## Goal
Below is a set of records; print all of them exactly as written.

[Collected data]
= = = =

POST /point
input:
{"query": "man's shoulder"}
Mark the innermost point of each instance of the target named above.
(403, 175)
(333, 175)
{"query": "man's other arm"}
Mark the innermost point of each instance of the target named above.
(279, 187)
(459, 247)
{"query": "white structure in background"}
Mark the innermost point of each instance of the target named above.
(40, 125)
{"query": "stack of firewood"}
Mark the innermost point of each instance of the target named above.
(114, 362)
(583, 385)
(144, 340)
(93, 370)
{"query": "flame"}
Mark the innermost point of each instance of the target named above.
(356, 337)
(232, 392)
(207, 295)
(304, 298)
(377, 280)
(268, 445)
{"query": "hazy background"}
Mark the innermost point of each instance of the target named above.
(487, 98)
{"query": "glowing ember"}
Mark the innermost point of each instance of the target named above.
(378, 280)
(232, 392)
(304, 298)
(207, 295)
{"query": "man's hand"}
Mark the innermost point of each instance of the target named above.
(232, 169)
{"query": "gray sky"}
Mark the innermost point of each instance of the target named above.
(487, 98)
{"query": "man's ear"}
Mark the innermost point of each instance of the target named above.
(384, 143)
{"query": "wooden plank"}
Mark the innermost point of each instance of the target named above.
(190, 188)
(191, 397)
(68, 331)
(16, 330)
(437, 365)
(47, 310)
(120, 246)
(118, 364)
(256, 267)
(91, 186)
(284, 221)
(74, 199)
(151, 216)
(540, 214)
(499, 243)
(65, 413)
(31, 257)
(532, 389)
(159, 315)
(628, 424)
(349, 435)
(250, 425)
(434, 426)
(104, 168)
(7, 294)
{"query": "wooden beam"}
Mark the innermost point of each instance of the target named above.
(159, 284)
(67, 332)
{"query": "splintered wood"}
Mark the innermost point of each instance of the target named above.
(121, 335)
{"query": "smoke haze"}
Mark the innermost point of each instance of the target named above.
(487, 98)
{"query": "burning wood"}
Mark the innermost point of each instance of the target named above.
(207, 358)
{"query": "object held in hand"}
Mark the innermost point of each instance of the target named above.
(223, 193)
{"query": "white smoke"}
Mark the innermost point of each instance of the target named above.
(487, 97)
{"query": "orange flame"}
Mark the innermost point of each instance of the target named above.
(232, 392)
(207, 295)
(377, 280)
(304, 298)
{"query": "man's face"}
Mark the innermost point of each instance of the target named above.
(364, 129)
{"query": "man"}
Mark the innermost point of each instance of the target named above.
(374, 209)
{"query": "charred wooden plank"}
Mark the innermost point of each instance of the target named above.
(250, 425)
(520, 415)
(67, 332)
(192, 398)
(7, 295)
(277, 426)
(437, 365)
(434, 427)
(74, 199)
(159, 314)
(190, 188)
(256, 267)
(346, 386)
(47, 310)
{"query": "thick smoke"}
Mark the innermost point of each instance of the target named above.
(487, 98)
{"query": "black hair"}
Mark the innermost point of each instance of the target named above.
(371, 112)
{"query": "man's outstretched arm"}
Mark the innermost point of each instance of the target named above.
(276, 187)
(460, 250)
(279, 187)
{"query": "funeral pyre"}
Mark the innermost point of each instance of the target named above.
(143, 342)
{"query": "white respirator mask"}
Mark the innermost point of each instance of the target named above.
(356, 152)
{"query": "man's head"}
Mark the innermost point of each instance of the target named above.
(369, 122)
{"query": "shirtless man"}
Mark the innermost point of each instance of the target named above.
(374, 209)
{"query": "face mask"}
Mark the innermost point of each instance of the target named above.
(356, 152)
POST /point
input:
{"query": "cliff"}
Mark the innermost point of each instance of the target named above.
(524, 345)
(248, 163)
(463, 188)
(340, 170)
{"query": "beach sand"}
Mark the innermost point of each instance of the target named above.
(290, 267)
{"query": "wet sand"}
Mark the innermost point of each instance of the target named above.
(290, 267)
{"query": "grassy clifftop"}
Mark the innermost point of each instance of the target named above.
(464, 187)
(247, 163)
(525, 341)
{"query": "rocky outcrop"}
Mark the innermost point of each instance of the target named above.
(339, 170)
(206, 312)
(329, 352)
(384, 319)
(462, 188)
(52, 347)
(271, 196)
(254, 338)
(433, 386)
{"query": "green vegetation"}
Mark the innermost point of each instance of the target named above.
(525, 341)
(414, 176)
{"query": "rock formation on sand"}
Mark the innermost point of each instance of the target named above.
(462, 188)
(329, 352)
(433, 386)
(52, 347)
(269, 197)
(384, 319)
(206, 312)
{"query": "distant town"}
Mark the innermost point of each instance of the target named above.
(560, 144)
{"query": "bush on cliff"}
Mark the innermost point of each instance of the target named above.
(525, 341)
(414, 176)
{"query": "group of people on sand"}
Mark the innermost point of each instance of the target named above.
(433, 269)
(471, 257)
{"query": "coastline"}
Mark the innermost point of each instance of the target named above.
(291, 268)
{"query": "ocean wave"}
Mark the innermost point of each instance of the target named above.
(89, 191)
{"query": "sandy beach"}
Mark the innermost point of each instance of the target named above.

= = = =

## Final result
POST /point
input:
{"query": "man's shoulder"}
Mark the innermost point of each instance of the target named above.
(403, 175)
(333, 175)
{"query": "man's other arm"}
Mark the innermost point of each instance of the target named above.
(279, 187)
(459, 247)
{"query": "white structure in background"}
Mark the innermost point of each instance of the target named above.
(40, 125)
{"query": "stack of firewood"}
Mark the innermost point of each instance of the target named above.
(114, 362)
(583, 385)
(144, 340)
(93, 370)
{"query": "flame"}
Mark the innermost point of each instance of the target named above.
(356, 337)
(232, 392)
(207, 295)
(304, 298)
(377, 280)
(268, 445)
{"query": "hazy background"}
Mark the innermost point of each instance of the target named above.
(487, 98)
{"query": "glowing ember"}
Mark the innermost point of each instance of the target named above.
(378, 280)
(232, 392)
(304, 298)
(207, 295)
{"query": "man's hand"}
Mark the innermost point of each instance of the target named above.
(232, 169)
{"query": "gray sky"}
Mark the innermost point of each instance of the target named above.
(487, 98)
{"query": "man's ear"}
Mark the innermost point of each instance of the target named above.
(384, 143)
{"query": "wooden plank"}
Mark the innermost point of each instance of the target named above.
(190, 188)
(191, 397)
(68, 331)
(16, 330)
(437, 365)
(47, 310)
(120, 246)
(118, 364)
(256, 267)
(91, 186)
(284, 221)
(74, 199)
(151, 216)
(540, 214)
(499, 243)
(65, 413)
(31, 257)
(532, 389)
(159, 315)
(628, 424)
(349, 435)
(250, 425)
(434, 426)
(104, 168)
(7, 294)
{"query": "wooden beam"}
Mark the innermost point of each instance of the target named above.
(159, 284)
(67, 332)
{"query": "splintered wood"}
Mark the innermost point of each instance of the target named above.
(121, 335)
{"query": "smoke haze"}
Mark the innermost point of each instance of the target named above.
(487, 98)
{"query": "burning wood"}
Mark the innermost point of each instance of the target named above.
(207, 358)
{"query": "object held in hand"}
Mark the innermost point of each instance of the target named above.
(223, 193)
{"query": "white smoke"}
Mark the innermost point of each instance of the target named above.
(487, 97)
{"query": "orange flame"}
Mark the innermost point of each instance of the target named above.
(232, 392)
(207, 295)
(377, 280)
(304, 298)
{"query": "man's face"}
Mark the innermost point of each instance of the target named above.
(364, 129)
{"query": "man"}
Mark the innermost point of each instance of the target named above.
(374, 209)
{"query": "charred wooden plank"}
Mark the innermost point of each instance of the target named above.
(250, 425)
(520, 415)
(67, 332)
(192, 398)
(7, 295)
(277, 426)
(437, 365)
(434, 427)
(74, 199)
(159, 314)
(190, 188)
(256, 267)
(346, 386)
(47, 310)
{"query": "thick smoke"}
Mark the innermost point of each instance of the target named above.
(487, 98)
{"query": "black hair"}
Mark the innermost point of each instance of the target named above.
(371, 112)
{"query": "man's outstretched arm"}
Mark the innermost point of each instance of the target named above.
(276, 187)
(460, 250)
(279, 187)
{"query": "funeral pyre"}
Mark the innermost point of each instance of the target named above.
(143, 342)
{"query": "white respirator mask"}
Mark the innermost point of each instance of the target named above.
(356, 152)
{"query": "man's head"}
Mark the innermost point of each instance of the target named above.
(369, 122)
{"query": "shirtless man"}
Mark the innermost point of each instance of the target named above.
(374, 209)
{"query": "face mask"}
Mark the innermost point of each instance of the target named above.
(356, 152)
POST /point
input:
{"query": "cliff"}
Mark the innermost point of each instance of the target named above.
(524, 345)
(248, 163)
(463, 188)
(340, 170)
{"query": "beach sand"}
Mark the innermost point of each instance of the target named above.
(290, 267)
{"query": "wet sand"}
Mark the innermost point of each instance of the target named above.
(290, 267)
{"query": "grassy clifftop"}
Mark the innermost point of each instance of the target named above.
(464, 187)
(247, 163)
(525, 341)
{"query": "rocky outcrop"}
Mark the innermost point of each instance of the target named above.
(339, 170)
(206, 312)
(329, 352)
(384, 319)
(462, 188)
(52, 347)
(271, 196)
(254, 338)
(433, 386)
{"query": "green vegetation"}
Mark the innermost point of each instance of the target named above.
(525, 341)
(414, 176)
{"query": "rock formation on sand"}
Mark the innermost point of each instance of the target named above.
(462, 188)
(329, 352)
(433, 386)
(52, 347)
(269, 197)
(384, 319)
(206, 312)
{"query": "distant town"}
Mark the innermost point of each instance of the target named above.
(560, 144)
{"query": "bush on cliff"}
Mark the innermost point of each instance of the target named above.
(525, 341)
(414, 176)
{"query": "group of people on sand"}
Mark the innermost point of each instance of the target named above.
(433, 269)
(471, 257)
{"query": "coastline"}
Mark the innermost point of each instance of the target named above.
(291, 268)
{"query": "ocean wave"}
Mark the innermost point of each instance of the target named above.
(89, 191)
{"query": "sandy beach"}
Mark the innermost point of each instance of the target named above.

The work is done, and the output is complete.